• [Complete the following]
**a.** Can you summarize the interview passage about death in two sentences?
**b.** Could you reproduce the interview passage about death word for word, between "I also want" and "for each other.", inclusive?
Start of Source passage
I imagine this process of getting to know your own experience—as well your nursing work—has helped you navigate encounters with death. Of course, every death is different. Yet there are remarkable similarities. We’re not that different from each other. You can really predict and expect certain things with the deaths from chronic illness. Even with sudden deaths, once the moment of death is reached, it’s the same moment. It’s something you recognize if you’ve seen it before. It’s like that line in the Theravada version of the Mahapari-nirvana Sutra where Ananda says that the hair on the back of his neck stood up when the Buddha died. There’s something we recognize there that goes really deep.

I also want to say that I had a lot of fun writing this book. I feel a lot of joy in the face of the preciousness of life—a kind of silly joy at times. Not only are there these rituals of crying and role change that every culture has around the deathbed, there’s also a deep worldwide culture of laughing at death, making fun of it, joking about it. I think it’s because it puts us face-to-face with the deep love that we feel for each other.

This reminds me of a 2007 study you mention in the book that says thinking about our death makes us happier. Yes, but they explained this happiness in a different way. They’re talking about terror management theory—the psychological belief that it is fundamental to human nature to be terrified of death and that you can’t escape the terror. Terror management theory states that you can’t not be afraid of death. I don’t believe that. I think we are all afraid of it until we know it. When we really know it, that’s what spares us from the terror. Terror management theory says that this is part of being human, and that we do a tremendous number of things to distract and protect ourselves from this fear. I think we’re healthier than that. In the Buddhist sense, we have the potential to be as healthy and whole around this as around everything else in our life.
End of Source passage
Start of Data
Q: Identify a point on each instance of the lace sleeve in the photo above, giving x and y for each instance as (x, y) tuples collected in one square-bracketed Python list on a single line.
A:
End of Data
• [Task solutions]
**a.** The speaker says that every death is different, yet deaths show remarkable similarities, and the moment of death is something you recognize if you have seen it before. The speaker also describes a worldwide culture of laughing at death and rejects terror management theory's claim that the fear of death can't be escaped, holding instead that really knowing death spares us from the terror.

**b.**
I also want to say that I had a lot of fun writing this book. I feel a lot of joy in the face of the preciousness of life—a kind of silly joy at times. Not only are there these rituals of crying and role change that every culture has around the deathbed, there’s also a deep worldwide culture of laughing at death, making fun of it, joking about it. I think it’s because it puts us face-to-face with the deep love that we feel for each other.